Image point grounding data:
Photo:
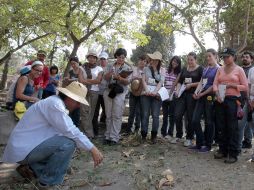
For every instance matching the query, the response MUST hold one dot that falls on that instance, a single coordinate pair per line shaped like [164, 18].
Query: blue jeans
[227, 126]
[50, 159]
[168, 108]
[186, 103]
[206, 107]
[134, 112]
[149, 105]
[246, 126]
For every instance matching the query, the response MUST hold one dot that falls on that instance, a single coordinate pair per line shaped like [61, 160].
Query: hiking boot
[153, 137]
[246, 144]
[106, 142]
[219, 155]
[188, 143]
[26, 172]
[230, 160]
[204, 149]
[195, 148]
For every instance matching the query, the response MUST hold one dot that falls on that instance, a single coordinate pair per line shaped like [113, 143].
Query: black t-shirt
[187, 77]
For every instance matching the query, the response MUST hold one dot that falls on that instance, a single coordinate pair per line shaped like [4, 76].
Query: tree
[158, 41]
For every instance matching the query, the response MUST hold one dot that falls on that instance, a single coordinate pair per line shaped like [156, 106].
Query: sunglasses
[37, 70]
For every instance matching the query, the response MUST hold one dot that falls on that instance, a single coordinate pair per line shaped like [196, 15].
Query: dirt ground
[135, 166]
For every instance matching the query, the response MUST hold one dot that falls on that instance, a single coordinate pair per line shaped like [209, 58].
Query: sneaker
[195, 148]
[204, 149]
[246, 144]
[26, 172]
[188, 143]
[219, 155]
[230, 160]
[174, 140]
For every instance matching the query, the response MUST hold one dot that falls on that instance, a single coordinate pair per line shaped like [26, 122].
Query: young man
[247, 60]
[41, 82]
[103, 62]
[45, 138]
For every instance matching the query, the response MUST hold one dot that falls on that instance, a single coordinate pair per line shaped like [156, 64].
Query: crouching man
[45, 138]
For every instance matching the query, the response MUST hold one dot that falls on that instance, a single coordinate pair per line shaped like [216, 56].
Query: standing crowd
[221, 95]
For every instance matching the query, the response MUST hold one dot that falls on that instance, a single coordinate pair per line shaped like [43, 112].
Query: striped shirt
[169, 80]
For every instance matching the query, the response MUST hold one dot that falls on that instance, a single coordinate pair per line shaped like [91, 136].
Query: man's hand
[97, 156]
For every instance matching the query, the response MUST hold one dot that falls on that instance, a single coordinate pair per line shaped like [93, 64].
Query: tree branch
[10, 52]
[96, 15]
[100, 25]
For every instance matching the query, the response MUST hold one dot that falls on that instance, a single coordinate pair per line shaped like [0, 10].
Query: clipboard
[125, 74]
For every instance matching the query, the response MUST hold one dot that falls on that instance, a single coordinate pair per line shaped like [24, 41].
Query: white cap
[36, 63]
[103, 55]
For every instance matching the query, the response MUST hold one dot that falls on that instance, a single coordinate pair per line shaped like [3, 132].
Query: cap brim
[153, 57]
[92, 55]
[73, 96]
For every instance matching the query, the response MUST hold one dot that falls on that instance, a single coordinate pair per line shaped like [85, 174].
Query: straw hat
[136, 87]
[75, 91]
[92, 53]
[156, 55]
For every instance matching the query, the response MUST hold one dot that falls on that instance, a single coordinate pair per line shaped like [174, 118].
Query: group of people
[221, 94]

#### Exercise objective
Your reply should be the full data above, copied exactly, with no pictures in it.

#### Exercise result
Photo:
For every instance matching the query, the response MUST hold one dot that falls on that instance, a single coordinate pair per line shaped like [164, 18].
Query: blue jeans
[227, 126]
[50, 159]
[168, 108]
[186, 103]
[206, 107]
[134, 112]
[149, 105]
[246, 126]
For every instance matching the query, the response MUST hold one dot that falls on that instance, a single coordinate pair per line shaped like [61, 160].
Query: hiking boot
[153, 137]
[246, 144]
[106, 142]
[219, 155]
[188, 143]
[26, 172]
[230, 160]
[204, 149]
[195, 148]
For every instance matching the query, the response MUST hold one dot that falls on that instance, a single coordinate pair per line shaped like [113, 143].
Query: black t-shirt
[187, 77]
For every instance matching the query, the response MUST hold one dot that falls on that instance, a single coordinate pair per line shaped like [4, 76].
Query: tree
[158, 41]
For every instance matching the query, the response MUST hold one dot that falls on that instance, a single coordinate pair per line shaped like [156, 106].
Query: sunglasses
[37, 70]
For every instance matching the query, the response MUST hold one dot that falls on that instance, a single coordinate pair per line shaped like [196, 15].
Query: dirt ground
[135, 166]
For every instance matching the query, the response MUST hold one dot that falls on that instance, a single coordinate pair per line shaped like [209, 58].
Query: sneaker
[195, 148]
[204, 149]
[246, 144]
[26, 172]
[188, 143]
[219, 155]
[230, 160]
[174, 140]
For every instance matching the query, the response MUST hold one dot that falls on that instance, a single coordinate pair per line shaped like [26, 122].
Query: young man
[247, 60]
[41, 82]
[103, 62]
[45, 138]
For every instance matching the query, the response MUST hold one dot that falls on that instance, a single coordinate pair per line shaped like [156, 64].
Query: crouching man
[45, 138]
For every instance matching the query, the response MUST hold one dot that falls on that instance, a single coordinate pair per line shaped like [216, 56].
Query: standing crowd
[221, 95]
For every instance matching the query, the response MUST hold one dot that falls on that instance, a single coordinate pair per line shaped like [43, 112].
Query: striped shirt
[169, 80]
For every instance matching the query, the response MUST hold one dot that falls on that instance, a single coordinate pair per line shaped like [91, 136].
Query: man's hand
[97, 156]
For every instance matching the query, the response MUST hold one dot that falls on that instance, a single coordinate pair per line shaped like [93, 64].
Query: tree branch
[10, 52]
[96, 15]
[100, 25]
For every instance matching the query, the response MUST hold one dot that falls on that instance, a single coordinate pair per line shaped like [0, 10].
Query: clipboard
[125, 74]
For every instance matching the query, the response MUST hold one dot that falls on that instance, a single coordinate pair per line shaped like [24, 41].
Query: white cap
[36, 63]
[103, 55]
For every instance matching the query, the response MUST hold one dot that falls on that instance, a single coordinate pair per line shaped like [3, 132].
Query: cap brim
[153, 57]
[92, 55]
[73, 96]
For every instance matching the query, the response MUST hold one dot that falls on that instance, a single coordinate pair per line shaped like [85, 174].
Query: straw hat
[136, 87]
[75, 91]
[92, 53]
[156, 55]
For every instance matching the query, the response MUST hold one dot that falls on that instance, a single coordinate pair per line shaped like [174, 118].
Query: group of people
[221, 94]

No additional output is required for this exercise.